● Stated task:
Copy the records below word for word, starting with the line that contains "For the pointing benchmark, tag the green" and going on through the last line of the records.

● Material for this exercise:
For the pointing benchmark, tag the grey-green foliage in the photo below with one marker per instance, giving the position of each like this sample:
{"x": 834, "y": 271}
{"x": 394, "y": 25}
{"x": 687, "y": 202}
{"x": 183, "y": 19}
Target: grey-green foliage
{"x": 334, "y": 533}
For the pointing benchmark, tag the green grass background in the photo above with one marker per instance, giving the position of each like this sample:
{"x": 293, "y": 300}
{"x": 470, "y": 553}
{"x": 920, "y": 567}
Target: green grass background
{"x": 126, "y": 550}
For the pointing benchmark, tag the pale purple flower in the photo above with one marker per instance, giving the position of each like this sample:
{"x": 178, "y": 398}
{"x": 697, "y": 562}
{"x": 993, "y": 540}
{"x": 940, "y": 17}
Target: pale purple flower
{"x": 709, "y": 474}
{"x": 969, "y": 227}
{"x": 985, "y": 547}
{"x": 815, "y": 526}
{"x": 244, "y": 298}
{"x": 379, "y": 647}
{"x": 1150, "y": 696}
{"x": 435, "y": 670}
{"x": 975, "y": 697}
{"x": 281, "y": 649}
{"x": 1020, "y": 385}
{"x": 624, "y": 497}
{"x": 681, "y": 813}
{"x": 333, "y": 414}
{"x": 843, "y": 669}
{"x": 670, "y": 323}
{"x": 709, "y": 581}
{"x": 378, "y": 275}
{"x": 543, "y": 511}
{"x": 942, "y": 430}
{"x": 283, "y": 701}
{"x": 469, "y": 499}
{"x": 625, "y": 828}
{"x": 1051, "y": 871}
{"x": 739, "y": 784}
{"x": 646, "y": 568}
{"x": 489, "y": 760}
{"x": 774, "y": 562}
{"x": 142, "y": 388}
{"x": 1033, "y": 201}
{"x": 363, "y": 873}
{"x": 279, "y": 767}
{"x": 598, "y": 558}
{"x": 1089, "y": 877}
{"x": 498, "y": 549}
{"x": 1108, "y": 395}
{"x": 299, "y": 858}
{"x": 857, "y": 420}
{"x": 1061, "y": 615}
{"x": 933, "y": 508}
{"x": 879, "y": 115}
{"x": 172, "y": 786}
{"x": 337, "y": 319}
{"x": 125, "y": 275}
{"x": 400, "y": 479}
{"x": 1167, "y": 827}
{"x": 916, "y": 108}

● Output for this exercise:
For the pointing benchmark, tag the green grass background in the photo above with one marker per instance, giving the position of each like this sample:
{"x": 293, "y": 300}
{"x": 470, "y": 553}
{"x": 920, "y": 567}
Target: green grass background
{"x": 126, "y": 550}
For the pointing benchmark, tag the pale purple flower in the photo above with one marker per instance, giving the position of each like this sample:
{"x": 178, "y": 398}
{"x": 697, "y": 562}
{"x": 993, "y": 540}
{"x": 940, "y": 17}
Target: pale purple flower
{"x": 709, "y": 474}
{"x": 969, "y": 227}
{"x": 985, "y": 547}
{"x": 815, "y": 526}
{"x": 244, "y": 298}
{"x": 379, "y": 647}
{"x": 1150, "y": 696}
{"x": 435, "y": 670}
{"x": 975, "y": 697}
{"x": 281, "y": 649}
{"x": 1020, "y": 385}
{"x": 624, "y": 497}
{"x": 681, "y": 813}
{"x": 333, "y": 414}
{"x": 843, "y": 669}
{"x": 670, "y": 323}
{"x": 709, "y": 581}
{"x": 378, "y": 275}
{"x": 543, "y": 511}
{"x": 942, "y": 430}
{"x": 283, "y": 701}
{"x": 469, "y": 499}
{"x": 625, "y": 828}
{"x": 1051, "y": 871}
{"x": 739, "y": 784}
{"x": 646, "y": 568}
{"x": 489, "y": 760}
{"x": 774, "y": 562}
{"x": 142, "y": 388}
{"x": 1033, "y": 201}
{"x": 363, "y": 873}
{"x": 279, "y": 767}
{"x": 598, "y": 558}
{"x": 1089, "y": 877}
{"x": 498, "y": 549}
{"x": 1108, "y": 395}
{"x": 299, "y": 858}
{"x": 857, "y": 420}
{"x": 1061, "y": 615}
{"x": 933, "y": 508}
{"x": 879, "y": 115}
{"x": 172, "y": 786}
{"x": 337, "y": 319}
{"x": 125, "y": 275}
{"x": 400, "y": 479}
{"x": 1167, "y": 827}
{"x": 916, "y": 108}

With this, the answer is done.